Goal:
Pick out every line of the records that contains the word "ford" and copy each one.

Data excerpts:
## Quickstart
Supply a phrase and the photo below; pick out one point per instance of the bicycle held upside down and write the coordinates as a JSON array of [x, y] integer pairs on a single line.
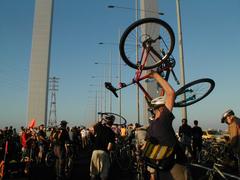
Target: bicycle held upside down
[[155, 43]]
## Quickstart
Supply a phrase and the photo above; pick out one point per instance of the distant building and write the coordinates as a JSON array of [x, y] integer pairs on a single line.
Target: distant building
[[39, 67]]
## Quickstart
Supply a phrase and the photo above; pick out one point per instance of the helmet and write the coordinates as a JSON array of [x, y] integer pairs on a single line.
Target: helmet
[[227, 113], [157, 102], [109, 119], [63, 123]]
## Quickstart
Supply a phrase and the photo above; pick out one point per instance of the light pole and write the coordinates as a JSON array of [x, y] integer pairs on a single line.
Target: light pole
[[110, 77], [181, 57], [101, 96]]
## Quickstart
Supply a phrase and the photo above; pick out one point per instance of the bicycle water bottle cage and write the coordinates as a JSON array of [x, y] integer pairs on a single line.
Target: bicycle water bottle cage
[[109, 86]]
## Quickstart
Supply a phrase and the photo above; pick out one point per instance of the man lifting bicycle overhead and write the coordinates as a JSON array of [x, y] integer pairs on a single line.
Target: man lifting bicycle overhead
[[161, 134]]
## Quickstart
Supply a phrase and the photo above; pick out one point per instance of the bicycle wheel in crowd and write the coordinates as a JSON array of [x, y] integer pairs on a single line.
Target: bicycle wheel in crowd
[[151, 34], [194, 91]]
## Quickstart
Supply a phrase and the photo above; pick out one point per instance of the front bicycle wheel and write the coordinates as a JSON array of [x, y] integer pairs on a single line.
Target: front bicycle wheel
[[194, 92], [150, 34]]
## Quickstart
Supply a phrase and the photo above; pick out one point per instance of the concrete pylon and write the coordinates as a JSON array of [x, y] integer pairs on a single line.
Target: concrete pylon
[[39, 66]]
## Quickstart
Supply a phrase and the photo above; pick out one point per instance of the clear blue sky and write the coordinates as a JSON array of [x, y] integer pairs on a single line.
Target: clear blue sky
[[211, 39]]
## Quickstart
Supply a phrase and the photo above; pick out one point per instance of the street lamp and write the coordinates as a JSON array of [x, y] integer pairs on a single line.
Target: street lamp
[[181, 57]]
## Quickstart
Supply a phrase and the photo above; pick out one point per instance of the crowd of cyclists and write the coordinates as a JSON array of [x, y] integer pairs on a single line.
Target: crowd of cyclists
[[60, 146]]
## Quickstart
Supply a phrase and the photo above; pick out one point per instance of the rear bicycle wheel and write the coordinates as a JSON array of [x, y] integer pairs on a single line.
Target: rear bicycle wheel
[[194, 91], [149, 33]]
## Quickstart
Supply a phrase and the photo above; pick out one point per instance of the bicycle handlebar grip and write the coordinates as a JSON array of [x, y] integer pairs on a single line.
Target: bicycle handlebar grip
[[109, 86]]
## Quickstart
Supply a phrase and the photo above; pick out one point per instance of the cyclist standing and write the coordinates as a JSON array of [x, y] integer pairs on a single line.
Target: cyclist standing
[[41, 137], [103, 143], [61, 139], [196, 139], [234, 132], [185, 134], [161, 132]]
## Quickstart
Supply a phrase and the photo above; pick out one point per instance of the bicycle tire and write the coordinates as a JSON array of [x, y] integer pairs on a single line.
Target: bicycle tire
[[165, 44], [194, 91]]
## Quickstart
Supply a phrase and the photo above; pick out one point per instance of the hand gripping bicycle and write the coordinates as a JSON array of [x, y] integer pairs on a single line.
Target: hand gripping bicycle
[[155, 42]]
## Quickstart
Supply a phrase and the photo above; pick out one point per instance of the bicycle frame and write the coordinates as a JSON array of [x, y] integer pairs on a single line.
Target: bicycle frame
[[166, 67]]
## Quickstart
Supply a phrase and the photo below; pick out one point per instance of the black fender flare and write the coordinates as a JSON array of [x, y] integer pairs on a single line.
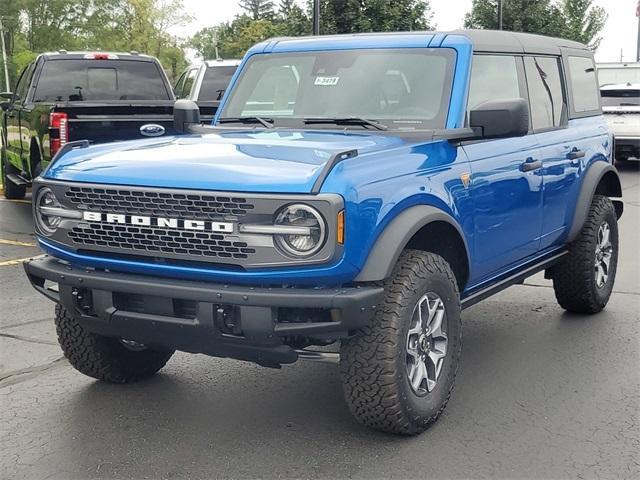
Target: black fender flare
[[397, 234], [592, 179]]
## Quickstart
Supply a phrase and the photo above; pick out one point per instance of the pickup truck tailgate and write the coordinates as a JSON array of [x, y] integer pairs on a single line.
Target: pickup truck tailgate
[[115, 122]]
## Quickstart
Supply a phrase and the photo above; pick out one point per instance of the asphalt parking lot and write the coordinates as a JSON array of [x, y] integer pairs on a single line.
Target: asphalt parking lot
[[540, 394]]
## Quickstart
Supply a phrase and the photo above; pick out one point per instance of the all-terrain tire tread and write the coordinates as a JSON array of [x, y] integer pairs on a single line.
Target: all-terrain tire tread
[[367, 360], [573, 277], [104, 358]]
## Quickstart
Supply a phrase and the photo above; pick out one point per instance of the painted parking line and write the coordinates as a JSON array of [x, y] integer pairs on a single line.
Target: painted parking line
[[17, 243], [17, 261]]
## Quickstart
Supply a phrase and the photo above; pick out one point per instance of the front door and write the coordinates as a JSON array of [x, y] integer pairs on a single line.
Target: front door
[[506, 182]]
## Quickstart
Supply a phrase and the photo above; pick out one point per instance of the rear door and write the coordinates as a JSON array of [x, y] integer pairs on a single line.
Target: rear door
[[506, 181], [560, 147]]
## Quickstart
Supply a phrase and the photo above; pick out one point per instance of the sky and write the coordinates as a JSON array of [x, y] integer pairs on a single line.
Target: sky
[[619, 35]]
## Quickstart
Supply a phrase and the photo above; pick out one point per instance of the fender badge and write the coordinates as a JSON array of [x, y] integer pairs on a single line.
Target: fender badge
[[466, 179]]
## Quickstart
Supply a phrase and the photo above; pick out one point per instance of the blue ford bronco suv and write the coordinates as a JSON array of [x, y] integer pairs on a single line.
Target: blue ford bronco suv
[[352, 190]]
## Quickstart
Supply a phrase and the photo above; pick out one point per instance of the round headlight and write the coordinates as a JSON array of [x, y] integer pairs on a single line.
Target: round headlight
[[47, 222], [308, 230]]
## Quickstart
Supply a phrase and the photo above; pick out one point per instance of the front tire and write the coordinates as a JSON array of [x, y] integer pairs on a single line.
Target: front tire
[[398, 374], [105, 358], [584, 280]]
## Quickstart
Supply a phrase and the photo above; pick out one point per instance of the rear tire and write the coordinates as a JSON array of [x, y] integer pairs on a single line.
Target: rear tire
[[398, 374], [584, 280], [105, 358], [11, 190]]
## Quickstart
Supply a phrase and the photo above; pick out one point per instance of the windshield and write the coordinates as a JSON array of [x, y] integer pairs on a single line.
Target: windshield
[[76, 80], [215, 82], [400, 88], [620, 98], [620, 75]]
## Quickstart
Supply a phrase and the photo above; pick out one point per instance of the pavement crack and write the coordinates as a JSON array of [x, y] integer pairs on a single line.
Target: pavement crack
[[29, 322], [622, 292], [27, 339], [23, 374]]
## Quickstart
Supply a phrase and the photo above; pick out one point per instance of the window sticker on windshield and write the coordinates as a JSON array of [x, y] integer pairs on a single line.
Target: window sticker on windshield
[[326, 81]]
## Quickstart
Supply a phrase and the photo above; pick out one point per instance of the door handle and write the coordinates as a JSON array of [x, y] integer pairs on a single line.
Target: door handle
[[575, 154], [530, 164]]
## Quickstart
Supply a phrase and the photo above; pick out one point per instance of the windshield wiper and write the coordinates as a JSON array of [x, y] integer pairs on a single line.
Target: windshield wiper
[[347, 121], [266, 122]]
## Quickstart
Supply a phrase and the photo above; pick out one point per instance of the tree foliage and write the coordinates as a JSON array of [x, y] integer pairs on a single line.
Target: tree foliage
[[577, 20], [35, 26]]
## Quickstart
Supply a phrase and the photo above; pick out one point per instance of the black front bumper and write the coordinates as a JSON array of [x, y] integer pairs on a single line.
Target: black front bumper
[[220, 320]]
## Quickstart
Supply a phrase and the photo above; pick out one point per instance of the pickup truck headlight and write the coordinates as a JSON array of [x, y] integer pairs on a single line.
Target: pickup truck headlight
[[307, 227]]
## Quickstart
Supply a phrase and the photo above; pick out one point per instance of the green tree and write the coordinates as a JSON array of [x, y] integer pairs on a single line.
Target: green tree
[[352, 16], [583, 21], [204, 42], [257, 9], [533, 16]]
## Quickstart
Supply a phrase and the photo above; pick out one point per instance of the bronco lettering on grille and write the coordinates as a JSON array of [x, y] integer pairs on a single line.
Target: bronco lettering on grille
[[144, 221]]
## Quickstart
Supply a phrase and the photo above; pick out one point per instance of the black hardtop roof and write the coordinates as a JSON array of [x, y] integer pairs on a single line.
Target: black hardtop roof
[[75, 55], [500, 41]]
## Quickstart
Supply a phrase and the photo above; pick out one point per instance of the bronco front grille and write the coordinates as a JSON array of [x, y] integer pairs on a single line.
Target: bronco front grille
[[150, 240], [166, 204]]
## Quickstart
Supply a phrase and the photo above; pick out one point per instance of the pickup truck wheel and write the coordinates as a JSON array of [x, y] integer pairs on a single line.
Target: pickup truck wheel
[[398, 374], [583, 281], [11, 190], [105, 358]]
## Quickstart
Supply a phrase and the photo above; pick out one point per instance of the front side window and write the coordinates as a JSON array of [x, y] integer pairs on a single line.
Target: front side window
[[493, 77], [546, 97], [400, 88], [215, 82], [584, 87], [99, 80], [627, 97]]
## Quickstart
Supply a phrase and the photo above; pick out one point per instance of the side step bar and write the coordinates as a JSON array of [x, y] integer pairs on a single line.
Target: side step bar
[[505, 282], [17, 179]]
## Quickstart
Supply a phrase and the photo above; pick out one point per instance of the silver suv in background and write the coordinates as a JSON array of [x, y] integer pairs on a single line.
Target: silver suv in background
[[205, 84], [620, 91]]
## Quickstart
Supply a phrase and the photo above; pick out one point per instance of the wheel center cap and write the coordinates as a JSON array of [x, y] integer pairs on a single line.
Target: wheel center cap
[[423, 343]]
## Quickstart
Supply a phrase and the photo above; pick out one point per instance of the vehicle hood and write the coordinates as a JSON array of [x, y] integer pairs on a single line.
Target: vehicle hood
[[251, 161]]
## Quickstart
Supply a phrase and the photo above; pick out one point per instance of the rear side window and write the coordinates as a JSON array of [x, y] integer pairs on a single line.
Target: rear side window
[[493, 77], [215, 82], [584, 86], [620, 98], [76, 80], [546, 99]]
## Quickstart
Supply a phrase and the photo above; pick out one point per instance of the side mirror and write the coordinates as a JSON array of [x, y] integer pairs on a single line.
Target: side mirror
[[185, 114], [501, 118]]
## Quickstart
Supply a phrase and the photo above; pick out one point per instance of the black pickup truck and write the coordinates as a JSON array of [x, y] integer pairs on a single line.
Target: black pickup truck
[[66, 96]]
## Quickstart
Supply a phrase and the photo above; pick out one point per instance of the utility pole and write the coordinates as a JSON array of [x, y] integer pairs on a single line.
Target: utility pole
[[4, 58], [316, 17]]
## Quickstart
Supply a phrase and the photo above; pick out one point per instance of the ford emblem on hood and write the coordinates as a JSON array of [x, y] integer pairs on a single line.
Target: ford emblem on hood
[[152, 130]]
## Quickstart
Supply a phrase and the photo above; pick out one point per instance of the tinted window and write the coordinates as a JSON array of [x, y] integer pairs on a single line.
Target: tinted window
[[179, 85], [79, 80], [188, 82], [620, 98], [545, 91], [493, 77], [403, 88], [584, 89], [22, 86], [215, 82]]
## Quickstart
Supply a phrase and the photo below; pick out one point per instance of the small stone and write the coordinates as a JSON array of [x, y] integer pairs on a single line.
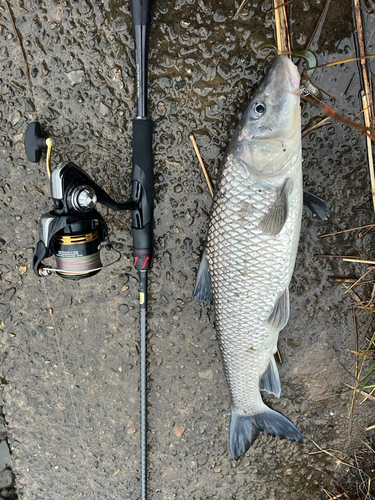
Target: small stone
[[8, 493], [103, 109], [75, 77], [6, 479], [9, 294], [206, 374], [179, 430], [120, 24], [123, 308]]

Task response:
Supply a phrase and the photo above; pick out one point per instance of the blue ford bronco suv and write the coordinates as a JSON array of [x, y] integer pairs on a single line.
Target: blue ford bronco suv
Supply a phrase and the photo above; pick out one point per instance of the ford emblem on hood and write the coordinates as a JSON array of [x, y] integer pairs on a single line.
Target: ford emblem on hood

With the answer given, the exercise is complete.